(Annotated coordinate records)
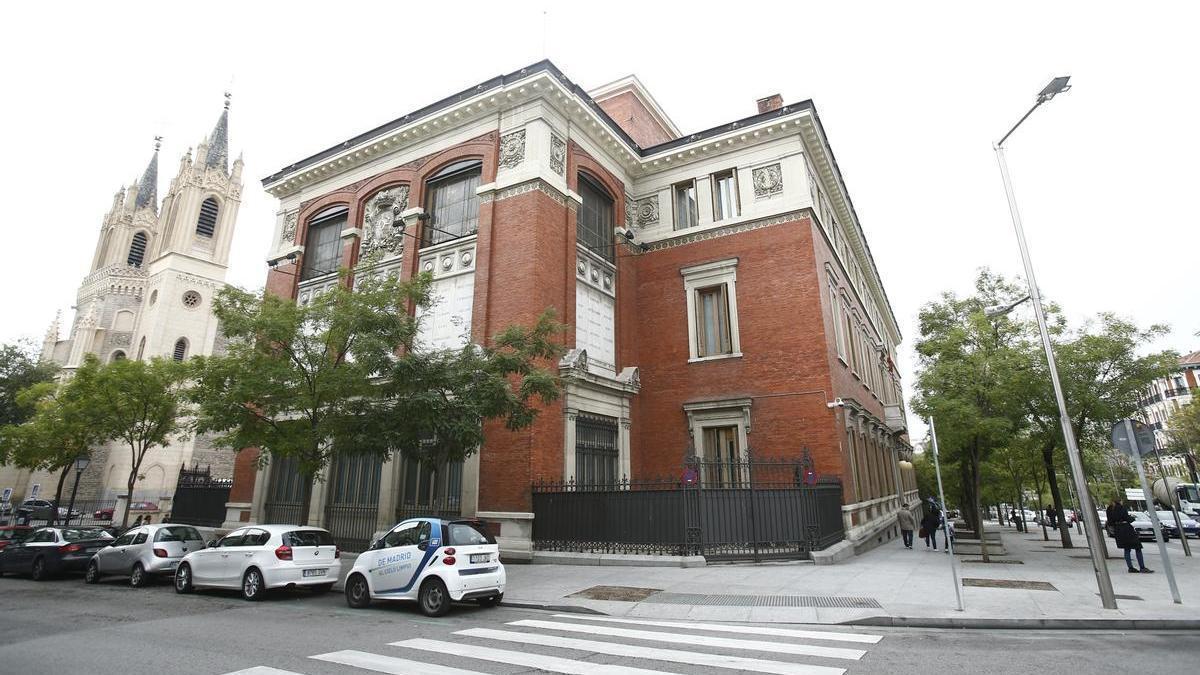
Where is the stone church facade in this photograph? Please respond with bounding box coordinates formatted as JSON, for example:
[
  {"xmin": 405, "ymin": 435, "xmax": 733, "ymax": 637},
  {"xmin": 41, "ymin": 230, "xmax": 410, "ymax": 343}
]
[
  {"xmin": 0, "ymin": 96, "xmax": 242, "ymax": 510},
  {"xmin": 228, "ymin": 61, "xmax": 916, "ymax": 558}
]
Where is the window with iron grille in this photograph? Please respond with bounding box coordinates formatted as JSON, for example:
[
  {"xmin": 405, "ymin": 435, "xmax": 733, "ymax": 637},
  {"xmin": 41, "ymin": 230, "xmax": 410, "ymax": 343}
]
[
  {"xmin": 575, "ymin": 414, "xmax": 619, "ymax": 486},
  {"xmin": 576, "ymin": 173, "xmax": 614, "ymax": 261},
  {"xmin": 125, "ymin": 232, "xmax": 146, "ymax": 267},
  {"xmin": 196, "ymin": 197, "xmax": 221, "ymax": 237},
  {"xmin": 300, "ymin": 207, "xmax": 348, "ymax": 281},
  {"xmin": 421, "ymin": 160, "xmax": 484, "ymax": 246}
]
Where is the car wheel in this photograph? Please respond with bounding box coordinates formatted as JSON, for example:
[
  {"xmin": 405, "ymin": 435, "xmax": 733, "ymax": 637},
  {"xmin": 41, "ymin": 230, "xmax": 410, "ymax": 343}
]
[
  {"xmin": 29, "ymin": 556, "xmax": 46, "ymax": 581},
  {"xmin": 416, "ymin": 577, "xmax": 450, "ymax": 616},
  {"xmin": 346, "ymin": 574, "xmax": 371, "ymax": 609},
  {"xmin": 175, "ymin": 562, "xmax": 192, "ymax": 593},
  {"xmin": 241, "ymin": 567, "xmax": 266, "ymax": 602},
  {"xmin": 130, "ymin": 562, "xmax": 150, "ymax": 589},
  {"xmin": 475, "ymin": 593, "xmax": 504, "ymax": 607}
]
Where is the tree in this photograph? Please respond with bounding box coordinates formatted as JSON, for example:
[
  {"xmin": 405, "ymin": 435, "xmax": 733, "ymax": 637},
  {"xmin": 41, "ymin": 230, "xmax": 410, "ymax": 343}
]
[
  {"xmin": 71, "ymin": 354, "xmax": 187, "ymax": 528},
  {"xmin": 0, "ymin": 380, "xmax": 104, "ymax": 524},
  {"xmin": 191, "ymin": 274, "xmax": 562, "ymax": 522}
]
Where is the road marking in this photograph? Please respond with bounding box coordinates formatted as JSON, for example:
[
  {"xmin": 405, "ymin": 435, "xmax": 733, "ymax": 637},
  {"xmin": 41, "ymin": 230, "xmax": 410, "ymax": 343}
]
[
  {"xmin": 398, "ymin": 638, "xmax": 662, "ymax": 675},
  {"xmin": 455, "ymin": 628, "xmax": 846, "ymax": 675},
  {"xmin": 554, "ymin": 614, "xmax": 883, "ymax": 645},
  {"xmin": 308, "ymin": 650, "xmax": 481, "ymax": 675},
  {"xmin": 508, "ymin": 619, "xmax": 866, "ymax": 661}
]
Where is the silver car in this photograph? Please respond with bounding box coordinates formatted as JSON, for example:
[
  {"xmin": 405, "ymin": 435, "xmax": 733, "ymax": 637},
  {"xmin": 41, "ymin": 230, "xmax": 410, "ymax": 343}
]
[{"xmin": 84, "ymin": 524, "xmax": 204, "ymax": 587}]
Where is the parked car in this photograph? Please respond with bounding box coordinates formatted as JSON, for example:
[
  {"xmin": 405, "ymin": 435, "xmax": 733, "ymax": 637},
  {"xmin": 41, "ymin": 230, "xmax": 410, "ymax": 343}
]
[
  {"xmin": 1158, "ymin": 510, "xmax": 1200, "ymax": 539},
  {"xmin": 0, "ymin": 527, "xmax": 113, "ymax": 581},
  {"xmin": 0, "ymin": 525, "xmax": 34, "ymax": 550},
  {"xmin": 175, "ymin": 525, "xmax": 342, "ymax": 601},
  {"xmin": 84, "ymin": 525, "xmax": 204, "ymax": 587},
  {"xmin": 346, "ymin": 518, "xmax": 506, "ymax": 616}
]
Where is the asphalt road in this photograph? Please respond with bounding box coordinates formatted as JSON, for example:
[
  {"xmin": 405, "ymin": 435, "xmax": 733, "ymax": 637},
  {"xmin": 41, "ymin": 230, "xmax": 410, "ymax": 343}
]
[{"xmin": 0, "ymin": 566, "xmax": 1200, "ymax": 675}]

WHAT YOU ARE ASKED TO DO |
Identify every line of the data above that contains the string "Please", and copy each of those lines. Matching is case-sensitive.

RESULT OF THIS TASK |
Where is the stone church facade in this photograph? Please respond with bounding box coordinates formatted as JSON, for example:
Where is the window with iron grille in this photograph? Please respond with bounding box coordinates formatted as JSON, for example:
Where is the car wheel in this photograph? Please respond with bounding box coordinates formatted as JSON, for example:
Where is the tree in this photograph? Please respond with bounding box coordinates formatted as JSON, for example:
Where is the road marking in this photograph? Please respond with bounding box coordinates formatted as JSON, for example:
Where is the silver car in this photograph? Please respond with bounding box coordinates formatted as JSON, for example:
Where is the parked car in this photograph? Please respond with bounding box coordinates formatted as JSON, for example:
Where is the asphalt road in this photograph? Please respond with bounding box coordinates formatted as JSON, for example:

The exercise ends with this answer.